Exercise material
┄┄┄┄┄┄┄┄┄┄┄┄┄┄┄┄┄┄┄┄
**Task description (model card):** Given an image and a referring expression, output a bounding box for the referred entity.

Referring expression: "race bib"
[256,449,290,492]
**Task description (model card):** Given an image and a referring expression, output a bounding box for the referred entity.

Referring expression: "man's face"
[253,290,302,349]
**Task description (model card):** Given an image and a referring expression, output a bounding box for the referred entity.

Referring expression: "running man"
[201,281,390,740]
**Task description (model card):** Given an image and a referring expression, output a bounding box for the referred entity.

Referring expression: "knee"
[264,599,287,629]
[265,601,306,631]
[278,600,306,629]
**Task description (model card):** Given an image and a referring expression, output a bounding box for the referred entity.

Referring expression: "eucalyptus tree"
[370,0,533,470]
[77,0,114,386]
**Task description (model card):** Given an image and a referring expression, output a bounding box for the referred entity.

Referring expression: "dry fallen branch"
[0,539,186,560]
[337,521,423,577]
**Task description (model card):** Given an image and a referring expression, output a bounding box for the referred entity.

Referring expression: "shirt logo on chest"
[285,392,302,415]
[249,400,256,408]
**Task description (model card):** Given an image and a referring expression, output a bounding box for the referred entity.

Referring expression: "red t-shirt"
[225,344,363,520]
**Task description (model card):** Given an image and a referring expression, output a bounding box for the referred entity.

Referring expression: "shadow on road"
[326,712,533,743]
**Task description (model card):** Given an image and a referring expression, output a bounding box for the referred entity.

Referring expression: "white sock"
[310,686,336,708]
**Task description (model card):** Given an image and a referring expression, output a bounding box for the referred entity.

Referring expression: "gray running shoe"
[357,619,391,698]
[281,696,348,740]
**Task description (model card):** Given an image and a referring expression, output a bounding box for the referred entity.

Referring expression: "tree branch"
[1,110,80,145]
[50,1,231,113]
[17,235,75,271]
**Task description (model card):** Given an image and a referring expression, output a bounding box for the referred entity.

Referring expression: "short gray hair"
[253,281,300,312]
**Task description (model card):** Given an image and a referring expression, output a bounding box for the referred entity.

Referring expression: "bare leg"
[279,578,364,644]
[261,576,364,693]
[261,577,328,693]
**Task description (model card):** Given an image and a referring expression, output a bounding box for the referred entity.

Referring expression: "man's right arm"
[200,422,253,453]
┄┄┄┄┄┄┄┄┄┄┄┄┄┄┄┄┄┄┄┄
About this task
Set down every entry exactly as given.

Answer to the exercise
**Task description (model card):** Given an image and a referring expression, output a bounding box for the referred entity.

Referring expression: "race bib"
[256,449,290,492]
**Task description (model card):** Given an image and a referring expression, output a bounding box for the referred entity.

Referring expression: "man's face"
[253,290,302,349]
**Task description (model card):** Given an image and a referring expression, output a bounding box for the referred entity.

Referring expression: "running man"
[201,281,390,740]
**Task description (model card):** Given an image and a referring expression, output a bounding box for the referred entity.

Referring expression: "knee"
[264,599,287,629]
[265,601,306,631]
[278,600,306,629]
**Task description (model card):** Given an image and a referring expression, output a bounding box for the referred entity.

Referring expression: "eucalyptus tree"
[370,0,533,470]
[77,0,114,386]
**Task description (model card):** Given an image and a referring expression, output a bounding box for the referred entity.

Referring expression: "dry fallen branch"
[0,539,186,560]
[337,521,423,577]
**Task description (model card):** Given an image and a referring expression, output a bounding box for the referred entity.

Referring expression: "shirt logo on chest"
[285,392,302,415]
[249,400,256,408]
**Task description (model card):** Given an image and a referring expression, output a bounding box for the referred entity.

Referring expression: "red t-shirt"
[225,344,363,520]
**Task description (model card):** Given an image and a referring expression, output a bounding box for the referred entity.

Referring expression: "shadow on road"
[326,712,533,743]
**Task description (model card):** Given an image and a referring expression, output a bounding box for the referred entity.

Referring expression: "white sock"
[310,686,336,708]
**Task description (model card):** Given an image and a referring expression, output a bounding box for the referred entity.

Referring expression: "gray running shoe"
[357,619,391,698]
[281,696,348,740]
**Task description (model card):** Given an image and a referring expression, output a bounding box for the referred entity.

Referring expression: "tree branch"
[1,110,80,145]
[50,1,231,113]
[17,235,75,271]
**Task description (model card):** Given an image and a referring expression, output a bounding box for the referred entity.

Referring expression: "short gray hair"
[253,281,300,312]
**Task description (model card):** Given an image and a referring expression, output a bounding box for the referred entity.

Referring expression: "bare leg"
[279,578,364,644]
[261,576,364,693]
[261,577,328,693]
**Task description (model card):** Given an image and a referring expression, output a bounding box for the referred entity.

Referring expression: "man's right arm"
[200,422,253,453]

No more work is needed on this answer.